------ RECORDS FOR THE TASK

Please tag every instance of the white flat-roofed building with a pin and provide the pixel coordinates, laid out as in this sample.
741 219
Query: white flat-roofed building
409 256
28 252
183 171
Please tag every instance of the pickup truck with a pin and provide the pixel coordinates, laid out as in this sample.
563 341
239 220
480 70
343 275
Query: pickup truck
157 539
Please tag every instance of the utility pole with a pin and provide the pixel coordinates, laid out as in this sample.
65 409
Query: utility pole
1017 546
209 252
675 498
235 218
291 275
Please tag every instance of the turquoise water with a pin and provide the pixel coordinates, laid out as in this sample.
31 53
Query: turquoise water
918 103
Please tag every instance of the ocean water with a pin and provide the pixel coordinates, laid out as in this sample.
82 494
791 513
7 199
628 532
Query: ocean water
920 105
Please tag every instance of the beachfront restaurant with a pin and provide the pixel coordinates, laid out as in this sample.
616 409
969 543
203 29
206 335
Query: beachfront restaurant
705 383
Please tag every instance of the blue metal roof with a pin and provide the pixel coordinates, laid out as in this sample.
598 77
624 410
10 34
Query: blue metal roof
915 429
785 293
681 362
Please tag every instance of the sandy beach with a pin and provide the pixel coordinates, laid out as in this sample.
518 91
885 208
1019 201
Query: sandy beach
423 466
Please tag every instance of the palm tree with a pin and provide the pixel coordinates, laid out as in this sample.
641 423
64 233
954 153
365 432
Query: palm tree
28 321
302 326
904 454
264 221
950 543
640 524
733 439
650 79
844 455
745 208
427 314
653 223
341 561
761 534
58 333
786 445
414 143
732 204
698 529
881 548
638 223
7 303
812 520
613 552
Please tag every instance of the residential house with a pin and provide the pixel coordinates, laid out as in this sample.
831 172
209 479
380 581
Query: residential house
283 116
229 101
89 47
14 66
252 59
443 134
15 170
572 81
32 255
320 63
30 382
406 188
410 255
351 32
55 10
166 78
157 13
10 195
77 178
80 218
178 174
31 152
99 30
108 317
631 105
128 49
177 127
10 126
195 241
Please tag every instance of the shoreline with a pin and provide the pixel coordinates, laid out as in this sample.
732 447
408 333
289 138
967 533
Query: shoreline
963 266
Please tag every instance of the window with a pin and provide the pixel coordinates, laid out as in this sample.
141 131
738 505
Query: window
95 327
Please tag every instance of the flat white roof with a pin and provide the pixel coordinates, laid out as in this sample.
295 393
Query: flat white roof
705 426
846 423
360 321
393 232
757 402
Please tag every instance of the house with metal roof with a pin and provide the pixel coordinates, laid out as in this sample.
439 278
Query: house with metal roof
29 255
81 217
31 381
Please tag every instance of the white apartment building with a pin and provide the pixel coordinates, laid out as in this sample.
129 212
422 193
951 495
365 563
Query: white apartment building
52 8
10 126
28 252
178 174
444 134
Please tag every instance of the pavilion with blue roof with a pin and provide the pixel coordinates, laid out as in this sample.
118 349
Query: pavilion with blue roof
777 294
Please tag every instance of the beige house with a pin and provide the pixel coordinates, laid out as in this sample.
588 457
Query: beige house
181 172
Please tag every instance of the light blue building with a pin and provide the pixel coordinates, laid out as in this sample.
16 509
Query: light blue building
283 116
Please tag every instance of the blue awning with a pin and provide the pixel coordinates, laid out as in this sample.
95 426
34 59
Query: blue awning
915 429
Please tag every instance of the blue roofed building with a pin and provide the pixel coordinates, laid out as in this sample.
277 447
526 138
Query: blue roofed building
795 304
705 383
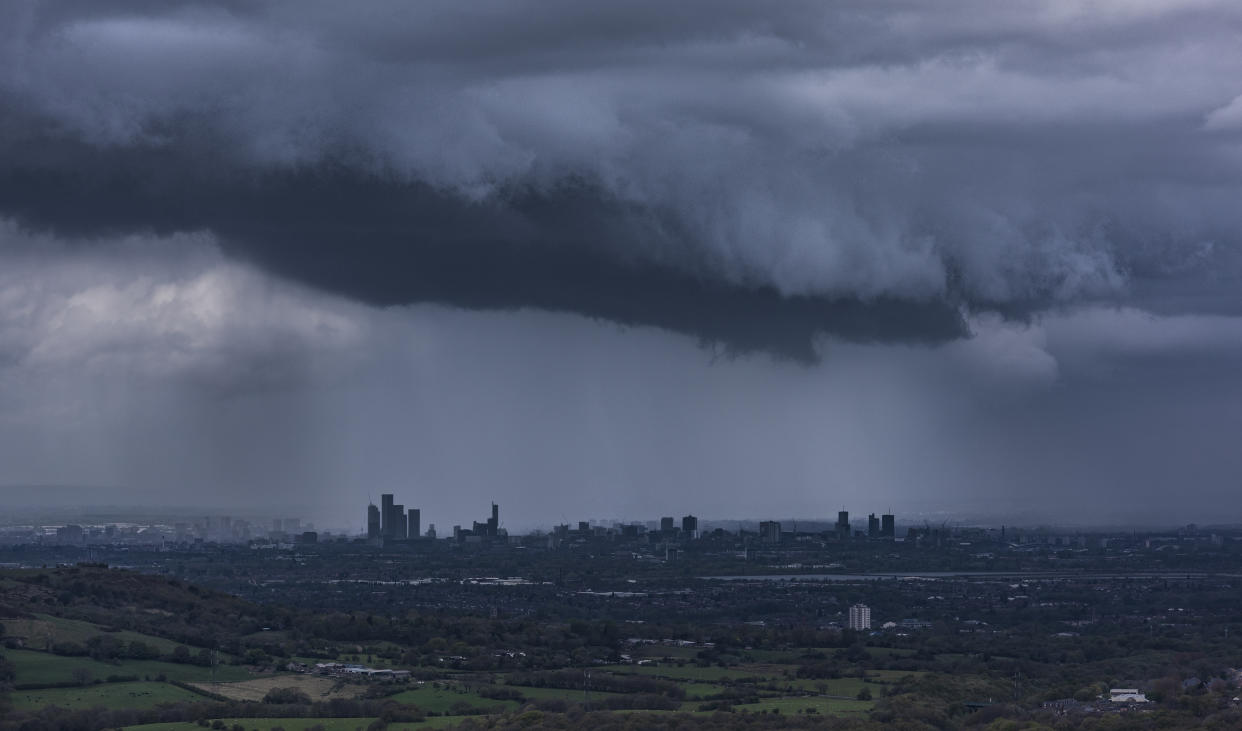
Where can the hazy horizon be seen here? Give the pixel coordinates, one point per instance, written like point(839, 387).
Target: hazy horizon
point(728, 258)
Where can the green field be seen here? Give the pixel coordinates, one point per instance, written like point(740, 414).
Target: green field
point(571, 695)
point(34, 667)
point(111, 695)
point(693, 673)
point(822, 705)
point(45, 627)
point(439, 700)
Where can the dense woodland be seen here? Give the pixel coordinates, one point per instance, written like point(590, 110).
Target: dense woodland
point(990, 654)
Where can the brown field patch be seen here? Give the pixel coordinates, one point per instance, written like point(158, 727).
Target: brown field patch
point(313, 685)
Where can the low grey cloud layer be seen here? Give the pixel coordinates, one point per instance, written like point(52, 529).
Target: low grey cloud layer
point(237, 243)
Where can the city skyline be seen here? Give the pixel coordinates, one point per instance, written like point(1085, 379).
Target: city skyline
point(756, 260)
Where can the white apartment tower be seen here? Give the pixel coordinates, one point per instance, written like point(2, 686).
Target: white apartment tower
point(860, 617)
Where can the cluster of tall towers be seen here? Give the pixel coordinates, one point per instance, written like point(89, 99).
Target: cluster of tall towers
point(391, 521)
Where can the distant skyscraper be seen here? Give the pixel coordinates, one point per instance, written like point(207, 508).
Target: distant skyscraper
point(860, 617)
point(373, 521)
point(888, 526)
point(399, 526)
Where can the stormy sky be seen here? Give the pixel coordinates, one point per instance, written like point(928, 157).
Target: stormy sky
point(740, 260)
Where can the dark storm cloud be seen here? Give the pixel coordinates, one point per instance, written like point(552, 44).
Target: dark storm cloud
point(750, 174)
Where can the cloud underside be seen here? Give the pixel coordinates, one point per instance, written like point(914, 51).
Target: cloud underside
point(753, 178)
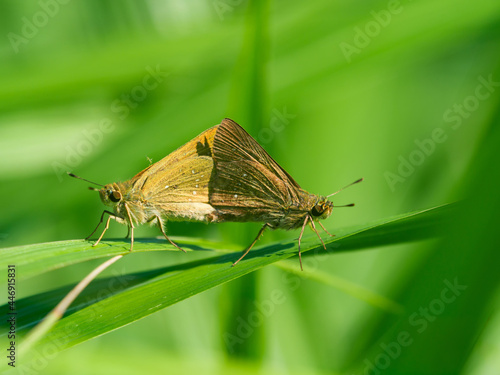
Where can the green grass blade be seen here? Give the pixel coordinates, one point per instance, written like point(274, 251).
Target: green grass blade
point(162, 288)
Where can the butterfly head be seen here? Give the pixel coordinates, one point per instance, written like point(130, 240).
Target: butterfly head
point(111, 195)
point(322, 209)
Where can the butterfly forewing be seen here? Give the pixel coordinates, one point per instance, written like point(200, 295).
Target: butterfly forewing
point(245, 174)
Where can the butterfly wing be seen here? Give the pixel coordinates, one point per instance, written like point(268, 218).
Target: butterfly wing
point(247, 180)
point(176, 187)
point(199, 146)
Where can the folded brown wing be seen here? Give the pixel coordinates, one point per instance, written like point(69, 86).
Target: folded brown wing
point(179, 174)
point(245, 175)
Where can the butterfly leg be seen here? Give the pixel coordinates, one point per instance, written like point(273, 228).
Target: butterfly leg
point(317, 233)
point(253, 243)
point(331, 235)
point(300, 239)
point(104, 231)
point(163, 231)
point(100, 221)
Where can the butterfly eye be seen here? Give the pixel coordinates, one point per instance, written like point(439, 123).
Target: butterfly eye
point(115, 196)
point(318, 210)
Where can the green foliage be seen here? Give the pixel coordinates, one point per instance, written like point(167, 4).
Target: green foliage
point(404, 94)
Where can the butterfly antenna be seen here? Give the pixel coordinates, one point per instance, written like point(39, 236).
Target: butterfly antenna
point(81, 178)
point(345, 187)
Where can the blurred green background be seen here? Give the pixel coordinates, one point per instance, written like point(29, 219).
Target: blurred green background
point(404, 94)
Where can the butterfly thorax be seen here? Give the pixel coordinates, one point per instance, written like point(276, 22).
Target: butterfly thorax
point(316, 207)
point(126, 202)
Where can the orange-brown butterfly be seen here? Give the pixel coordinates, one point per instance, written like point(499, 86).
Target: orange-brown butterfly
point(221, 175)
point(174, 188)
point(248, 185)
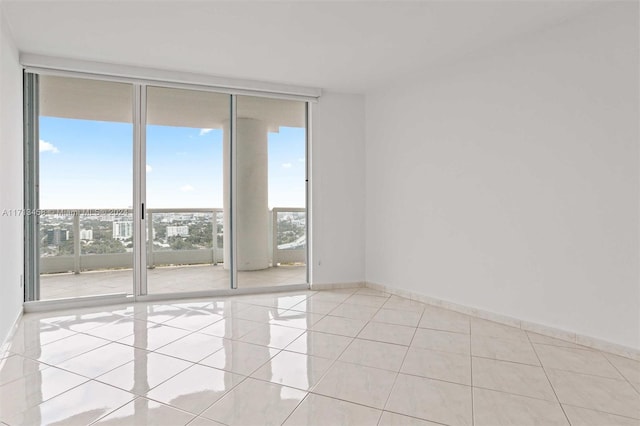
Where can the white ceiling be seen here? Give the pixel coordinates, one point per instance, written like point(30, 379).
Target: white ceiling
point(343, 46)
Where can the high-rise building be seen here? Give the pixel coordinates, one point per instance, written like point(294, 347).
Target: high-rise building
point(56, 236)
point(178, 231)
point(86, 234)
point(122, 230)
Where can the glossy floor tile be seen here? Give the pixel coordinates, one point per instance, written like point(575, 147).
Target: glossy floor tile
point(343, 357)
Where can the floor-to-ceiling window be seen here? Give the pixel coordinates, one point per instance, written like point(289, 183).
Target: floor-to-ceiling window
point(85, 157)
point(184, 173)
point(150, 189)
point(271, 191)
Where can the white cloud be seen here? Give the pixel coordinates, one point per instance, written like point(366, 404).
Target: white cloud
point(48, 147)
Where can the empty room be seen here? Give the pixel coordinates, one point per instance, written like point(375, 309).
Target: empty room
point(375, 213)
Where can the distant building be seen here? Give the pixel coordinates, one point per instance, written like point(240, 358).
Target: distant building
point(177, 231)
point(122, 230)
point(56, 236)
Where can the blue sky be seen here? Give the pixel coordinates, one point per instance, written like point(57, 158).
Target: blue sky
point(88, 164)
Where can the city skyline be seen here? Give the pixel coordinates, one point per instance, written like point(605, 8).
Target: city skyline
point(183, 166)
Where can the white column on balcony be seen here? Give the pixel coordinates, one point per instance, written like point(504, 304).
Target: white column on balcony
point(252, 219)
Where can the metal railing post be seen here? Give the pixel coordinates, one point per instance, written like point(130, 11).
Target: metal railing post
point(214, 237)
point(76, 243)
point(274, 237)
point(150, 239)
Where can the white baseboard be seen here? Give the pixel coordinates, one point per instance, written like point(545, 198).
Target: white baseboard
point(568, 336)
point(9, 337)
point(337, 286)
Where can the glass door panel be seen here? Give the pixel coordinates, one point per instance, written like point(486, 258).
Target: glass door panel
point(85, 187)
point(270, 192)
point(185, 186)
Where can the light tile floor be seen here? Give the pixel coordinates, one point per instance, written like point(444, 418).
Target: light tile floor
point(344, 357)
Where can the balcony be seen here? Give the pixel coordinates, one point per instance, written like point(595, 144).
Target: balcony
point(86, 252)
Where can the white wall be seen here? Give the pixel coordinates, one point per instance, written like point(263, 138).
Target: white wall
point(338, 189)
point(11, 254)
point(509, 182)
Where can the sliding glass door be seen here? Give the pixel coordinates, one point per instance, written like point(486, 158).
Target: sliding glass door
point(149, 189)
point(184, 190)
point(85, 157)
point(270, 192)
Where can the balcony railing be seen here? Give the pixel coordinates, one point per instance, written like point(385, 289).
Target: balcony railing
point(77, 240)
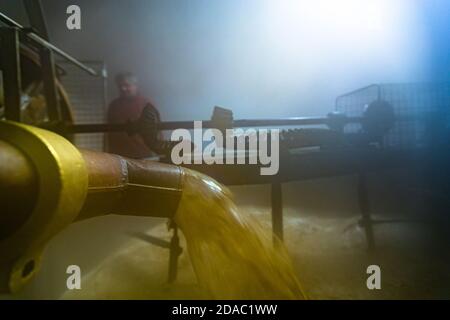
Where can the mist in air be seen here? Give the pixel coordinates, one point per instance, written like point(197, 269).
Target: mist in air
point(261, 58)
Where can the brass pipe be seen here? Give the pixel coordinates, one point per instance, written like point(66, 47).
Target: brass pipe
point(124, 186)
point(46, 184)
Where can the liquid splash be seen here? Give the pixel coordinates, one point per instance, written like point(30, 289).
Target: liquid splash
point(232, 255)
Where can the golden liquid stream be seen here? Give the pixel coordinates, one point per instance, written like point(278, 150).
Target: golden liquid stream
point(233, 256)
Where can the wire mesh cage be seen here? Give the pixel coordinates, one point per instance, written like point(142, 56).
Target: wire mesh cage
point(87, 96)
point(421, 111)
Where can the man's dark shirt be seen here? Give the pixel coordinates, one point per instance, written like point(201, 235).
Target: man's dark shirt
point(121, 110)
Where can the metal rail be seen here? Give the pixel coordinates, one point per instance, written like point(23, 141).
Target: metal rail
point(44, 43)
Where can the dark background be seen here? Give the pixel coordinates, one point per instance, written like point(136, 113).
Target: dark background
point(261, 58)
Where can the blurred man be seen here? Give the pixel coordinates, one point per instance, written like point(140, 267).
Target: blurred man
point(128, 107)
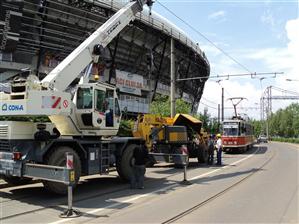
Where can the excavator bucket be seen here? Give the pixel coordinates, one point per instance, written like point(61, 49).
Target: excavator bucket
point(188, 121)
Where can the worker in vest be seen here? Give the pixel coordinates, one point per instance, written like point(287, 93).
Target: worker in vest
point(140, 156)
point(219, 149)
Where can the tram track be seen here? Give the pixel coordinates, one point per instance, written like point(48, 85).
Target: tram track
point(58, 206)
point(219, 194)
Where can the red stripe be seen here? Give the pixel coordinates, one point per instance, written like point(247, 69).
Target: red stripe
point(70, 164)
point(56, 103)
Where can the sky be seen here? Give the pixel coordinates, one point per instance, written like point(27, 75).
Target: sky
point(263, 36)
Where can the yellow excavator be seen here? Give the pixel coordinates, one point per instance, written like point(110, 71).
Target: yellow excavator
point(178, 135)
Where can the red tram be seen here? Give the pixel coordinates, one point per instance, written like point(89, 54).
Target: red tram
point(237, 135)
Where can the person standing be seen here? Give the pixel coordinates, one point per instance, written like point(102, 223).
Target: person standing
point(219, 149)
point(140, 156)
point(211, 145)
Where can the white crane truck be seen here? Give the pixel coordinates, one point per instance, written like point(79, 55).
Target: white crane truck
point(80, 123)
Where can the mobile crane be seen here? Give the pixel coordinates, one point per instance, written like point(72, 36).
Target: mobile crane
point(80, 123)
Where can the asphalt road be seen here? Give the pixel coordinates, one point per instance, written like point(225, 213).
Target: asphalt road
point(260, 185)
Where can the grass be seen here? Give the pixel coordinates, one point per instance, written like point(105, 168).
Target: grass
point(290, 140)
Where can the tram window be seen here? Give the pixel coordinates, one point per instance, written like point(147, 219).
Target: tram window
point(230, 131)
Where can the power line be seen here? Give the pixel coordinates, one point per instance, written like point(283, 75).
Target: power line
point(207, 39)
point(208, 100)
point(253, 75)
point(208, 106)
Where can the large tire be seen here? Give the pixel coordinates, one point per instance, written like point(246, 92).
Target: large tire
point(202, 153)
point(15, 181)
point(124, 163)
point(58, 158)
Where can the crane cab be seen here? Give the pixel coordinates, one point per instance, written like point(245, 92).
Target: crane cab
point(97, 107)
point(95, 112)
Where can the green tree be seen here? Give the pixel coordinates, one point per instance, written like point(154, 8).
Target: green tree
point(161, 106)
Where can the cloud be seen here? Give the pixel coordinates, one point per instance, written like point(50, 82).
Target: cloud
point(283, 59)
point(219, 15)
point(268, 19)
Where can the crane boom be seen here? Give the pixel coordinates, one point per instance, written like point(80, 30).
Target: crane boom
point(70, 68)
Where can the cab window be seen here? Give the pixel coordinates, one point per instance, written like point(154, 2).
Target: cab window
point(84, 98)
point(100, 101)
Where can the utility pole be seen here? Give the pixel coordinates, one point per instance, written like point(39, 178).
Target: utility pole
point(222, 105)
point(218, 126)
point(172, 79)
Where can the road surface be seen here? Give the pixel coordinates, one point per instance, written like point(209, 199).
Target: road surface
point(260, 185)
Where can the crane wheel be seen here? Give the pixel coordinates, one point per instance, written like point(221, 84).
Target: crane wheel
point(124, 163)
point(58, 158)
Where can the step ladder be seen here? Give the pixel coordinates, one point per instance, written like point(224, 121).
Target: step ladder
point(104, 158)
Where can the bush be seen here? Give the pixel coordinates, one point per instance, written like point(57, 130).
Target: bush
point(290, 140)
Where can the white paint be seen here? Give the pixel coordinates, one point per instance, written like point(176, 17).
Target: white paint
point(154, 192)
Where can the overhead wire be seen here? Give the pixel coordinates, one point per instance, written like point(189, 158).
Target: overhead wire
point(202, 35)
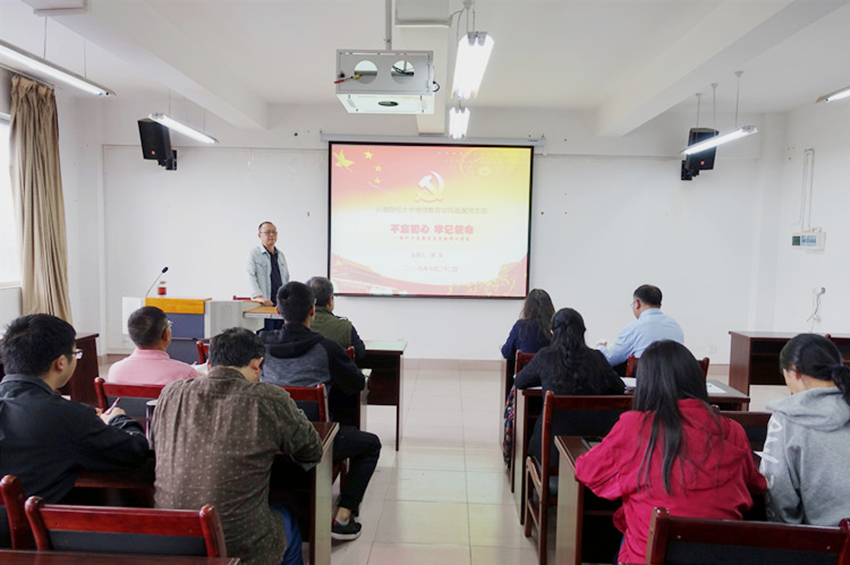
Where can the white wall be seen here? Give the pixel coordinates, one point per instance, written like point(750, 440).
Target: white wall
point(826, 129)
point(609, 214)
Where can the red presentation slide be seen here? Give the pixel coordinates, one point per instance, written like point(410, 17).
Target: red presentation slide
point(429, 220)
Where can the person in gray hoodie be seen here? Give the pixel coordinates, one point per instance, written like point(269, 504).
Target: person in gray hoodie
point(807, 450)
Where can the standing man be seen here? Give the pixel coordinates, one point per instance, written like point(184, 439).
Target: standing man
point(651, 326)
point(266, 270)
point(334, 327)
point(149, 364)
point(216, 438)
point(46, 440)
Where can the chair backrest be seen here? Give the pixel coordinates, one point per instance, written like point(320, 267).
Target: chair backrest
point(313, 400)
point(632, 363)
point(754, 424)
point(522, 359)
point(12, 494)
point(203, 350)
point(592, 416)
point(134, 398)
point(683, 541)
point(110, 529)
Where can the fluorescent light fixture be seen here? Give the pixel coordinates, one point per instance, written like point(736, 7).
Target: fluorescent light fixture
point(473, 53)
point(719, 140)
point(40, 66)
point(458, 122)
point(174, 125)
point(837, 95)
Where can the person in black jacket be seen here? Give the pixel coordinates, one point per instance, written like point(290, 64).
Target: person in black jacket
point(46, 440)
point(298, 356)
point(568, 366)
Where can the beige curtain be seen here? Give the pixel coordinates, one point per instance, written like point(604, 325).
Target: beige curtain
point(39, 205)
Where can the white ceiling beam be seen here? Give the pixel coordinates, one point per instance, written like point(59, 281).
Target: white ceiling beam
point(728, 37)
point(135, 32)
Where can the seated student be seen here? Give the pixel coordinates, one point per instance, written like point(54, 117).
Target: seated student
point(46, 440)
point(651, 325)
point(297, 356)
point(672, 451)
point(567, 366)
point(330, 325)
point(530, 333)
point(216, 438)
point(149, 364)
point(808, 439)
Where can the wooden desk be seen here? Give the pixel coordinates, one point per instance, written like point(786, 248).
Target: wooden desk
point(386, 383)
point(528, 407)
point(309, 494)
point(754, 357)
point(13, 557)
point(81, 385)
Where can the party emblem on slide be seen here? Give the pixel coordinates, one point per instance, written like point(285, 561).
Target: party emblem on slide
point(427, 191)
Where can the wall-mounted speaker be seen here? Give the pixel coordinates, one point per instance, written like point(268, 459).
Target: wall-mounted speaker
point(156, 144)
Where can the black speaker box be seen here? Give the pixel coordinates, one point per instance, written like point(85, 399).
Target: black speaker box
point(156, 142)
point(704, 160)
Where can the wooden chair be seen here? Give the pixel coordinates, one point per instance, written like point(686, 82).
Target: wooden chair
point(563, 415)
point(313, 400)
point(111, 529)
point(522, 359)
point(632, 363)
point(12, 494)
point(683, 541)
point(134, 398)
point(203, 350)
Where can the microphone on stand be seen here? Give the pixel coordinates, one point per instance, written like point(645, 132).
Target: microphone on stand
point(164, 270)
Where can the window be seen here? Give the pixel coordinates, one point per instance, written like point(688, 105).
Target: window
point(10, 254)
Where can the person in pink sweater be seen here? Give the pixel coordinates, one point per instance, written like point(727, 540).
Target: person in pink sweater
point(671, 450)
point(149, 364)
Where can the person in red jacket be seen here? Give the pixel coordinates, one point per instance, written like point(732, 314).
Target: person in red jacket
point(671, 451)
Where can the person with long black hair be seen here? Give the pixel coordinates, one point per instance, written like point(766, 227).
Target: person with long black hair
point(567, 366)
point(807, 450)
point(530, 333)
point(671, 450)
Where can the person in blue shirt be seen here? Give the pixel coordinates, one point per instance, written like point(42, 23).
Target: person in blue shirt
point(651, 326)
point(532, 332)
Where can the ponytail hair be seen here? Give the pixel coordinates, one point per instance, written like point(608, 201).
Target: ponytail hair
point(538, 308)
point(568, 344)
point(815, 356)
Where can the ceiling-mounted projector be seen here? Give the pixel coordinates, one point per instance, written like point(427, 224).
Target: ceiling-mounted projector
point(385, 82)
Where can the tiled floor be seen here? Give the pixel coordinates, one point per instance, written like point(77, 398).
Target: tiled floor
point(444, 496)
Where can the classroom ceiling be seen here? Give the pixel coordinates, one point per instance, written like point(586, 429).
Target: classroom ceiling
point(623, 61)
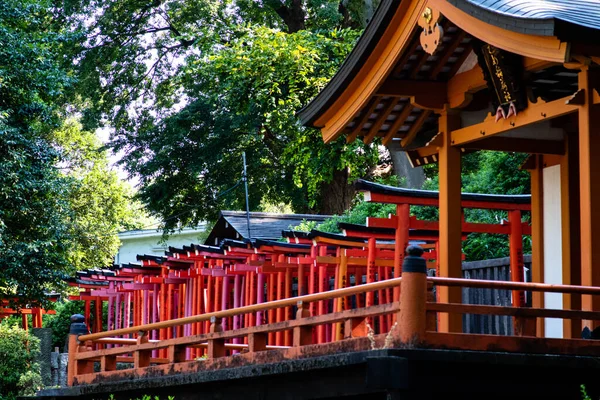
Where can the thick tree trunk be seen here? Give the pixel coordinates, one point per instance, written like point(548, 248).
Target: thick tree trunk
point(337, 195)
point(294, 16)
point(414, 177)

------------

- ASSIGNED TASK
Among the entries above, copy exactly only the lines starting with the one containing "Target: brown field patch" and going through the one containing "Where can the white apartment", both ends included.

- ANSWER FOR THE TASK
Target: brown field patch
point(313, 685)
Where can the low grey cloud layer be seen here? Give the pixel coordinates, one point per instance, written like point(52, 529).
Target: low grey cloud layer
point(237, 243)
Where can the city skyline be seen here? Give the pixel coordinates, one point per instance, written like point(1085, 379).
Target: city skyline
point(756, 260)
Where can the white apartment tower be seen here? Give the pixel coordinates, one point per instance, written like point(2, 686).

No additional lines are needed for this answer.